* BEGIN Listing *

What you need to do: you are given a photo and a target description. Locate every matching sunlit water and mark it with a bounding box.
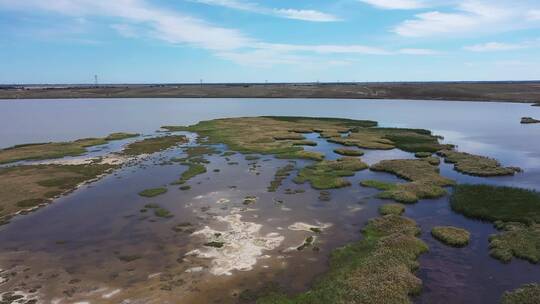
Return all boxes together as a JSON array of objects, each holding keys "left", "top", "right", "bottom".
[{"left": 0, "top": 99, "right": 540, "bottom": 303}]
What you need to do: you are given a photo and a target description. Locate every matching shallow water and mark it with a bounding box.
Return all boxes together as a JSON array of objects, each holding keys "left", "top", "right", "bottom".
[{"left": 0, "top": 99, "right": 540, "bottom": 303}]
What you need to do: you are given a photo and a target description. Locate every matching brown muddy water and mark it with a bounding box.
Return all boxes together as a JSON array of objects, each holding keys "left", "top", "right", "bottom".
[{"left": 0, "top": 99, "right": 540, "bottom": 304}]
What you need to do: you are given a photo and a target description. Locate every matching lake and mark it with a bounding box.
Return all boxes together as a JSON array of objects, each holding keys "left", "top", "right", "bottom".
[{"left": 0, "top": 99, "right": 540, "bottom": 304}]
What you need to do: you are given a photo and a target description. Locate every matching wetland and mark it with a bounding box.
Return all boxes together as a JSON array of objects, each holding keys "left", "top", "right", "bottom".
[{"left": 0, "top": 99, "right": 540, "bottom": 304}]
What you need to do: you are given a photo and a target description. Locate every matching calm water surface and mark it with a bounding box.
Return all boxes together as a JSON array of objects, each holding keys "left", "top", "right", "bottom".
[{"left": 0, "top": 99, "right": 540, "bottom": 303}]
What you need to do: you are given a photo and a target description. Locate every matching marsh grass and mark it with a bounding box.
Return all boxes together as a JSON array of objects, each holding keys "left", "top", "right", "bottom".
[
  {"left": 450, "top": 184, "right": 540, "bottom": 224},
  {"left": 164, "top": 117, "right": 376, "bottom": 161},
  {"left": 172, "top": 162, "right": 207, "bottom": 185},
  {"left": 267, "top": 164, "right": 294, "bottom": 192},
  {"left": 256, "top": 215, "right": 428, "bottom": 304},
  {"left": 501, "top": 283, "right": 540, "bottom": 304},
  {"left": 122, "top": 135, "right": 188, "bottom": 156},
  {"left": 431, "top": 226, "right": 471, "bottom": 247},
  {"left": 489, "top": 223, "right": 540, "bottom": 264},
  {"left": 0, "top": 164, "right": 116, "bottom": 224},
  {"left": 334, "top": 149, "right": 364, "bottom": 156},
  {"left": 379, "top": 204, "right": 405, "bottom": 215},
  {"left": 360, "top": 157, "right": 455, "bottom": 204},
  {"left": 139, "top": 188, "right": 167, "bottom": 197},
  {"left": 294, "top": 157, "right": 368, "bottom": 190},
  {"left": 437, "top": 150, "right": 521, "bottom": 176}
]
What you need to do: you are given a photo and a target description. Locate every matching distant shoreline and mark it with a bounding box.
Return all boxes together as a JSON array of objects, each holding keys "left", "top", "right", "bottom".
[{"left": 0, "top": 81, "right": 540, "bottom": 103}]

* END Listing *

• [Instructions for the task] Copy all of the rows above word for word, leaving out the pictures.

• [Answer to the exercise]
What you need to do: you are given a photo and a target description. Locate every matching sunlit water and mark it with a bounding box.
Return all boxes together as a JSON array of objects, each holding keys "left", "top", "right", "bottom".
[{"left": 0, "top": 99, "right": 540, "bottom": 303}]
What you need to do: you are given a photo and a target description. Locate every matching shallow water and mark it with a bounding box.
Return all boxes together as a JSON array of objects, each holding keys "left", "top", "right", "bottom".
[{"left": 0, "top": 99, "right": 540, "bottom": 303}]
What you need to do: you are given a photo and a target description. Locate every matching brown muddy water and mark it with a bounding box.
Return all boxes together as a JSON array of objects, each holding keys "left", "top", "right", "bottom".
[{"left": 0, "top": 99, "right": 540, "bottom": 304}]
What you need to do: you are given a photo and a target description. Locate every matching lake and mark it with a bounding box.
Return all boxes together as a JSON array of objects, each holding keys "left", "top", "right", "bottom".
[{"left": 0, "top": 99, "right": 540, "bottom": 304}]
What you need to do: you are given a photo and a target description. Locate every matching wetland and mark it with a bounding box.
Return all boxes together as a JSON array of objects, each holding keys "left", "top", "right", "bottom".
[{"left": 0, "top": 99, "right": 540, "bottom": 304}]
What you need to do: you are given a photo and a target description. Locate every matching calm water surface and mark it with a bounding box.
Return all boxes together as a JSON array of objects, each holding keys "left", "top", "right", "bottom".
[{"left": 0, "top": 99, "right": 540, "bottom": 303}]
What you need to do: you are given a photo and a target description. Locate every matching marsh grass and mark it with a bounding box.
Return all boxes together as a JSON array of objects, each holding keys "left", "top", "right", "bottom".
[
  {"left": 450, "top": 184, "right": 540, "bottom": 224},
  {"left": 164, "top": 117, "right": 376, "bottom": 161},
  {"left": 172, "top": 162, "right": 207, "bottom": 185},
  {"left": 267, "top": 164, "right": 294, "bottom": 192},
  {"left": 256, "top": 215, "right": 428, "bottom": 304},
  {"left": 501, "top": 283, "right": 540, "bottom": 304},
  {"left": 122, "top": 135, "right": 188, "bottom": 156},
  {"left": 431, "top": 226, "right": 471, "bottom": 247},
  {"left": 489, "top": 223, "right": 540, "bottom": 264},
  {"left": 0, "top": 164, "right": 116, "bottom": 224},
  {"left": 334, "top": 149, "right": 364, "bottom": 156},
  {"left": 379, "top": 204, "right": 405, "bottom": 215},
  {"left": 360, "top": 157, "right": 455, "bottom": 204},
  {"left": 139, "top": 188, "right": 167, "bottom": 197},
  {"left": 294, "top": 157, "right": 368, "bottom": 190},
  {"left": 437, "top": 150, "right": 521, "bottom": 176}
]
What you need to do: you are given a photo and a target description. Locate every matching distant shoreline and mark it with a bounding box.
Return all boxes together as a JSON array of objects, each holding keys "left", "top", "right", "bottom".
[{"left": 0, "top": 81, "right": 540, "bottom": 103}]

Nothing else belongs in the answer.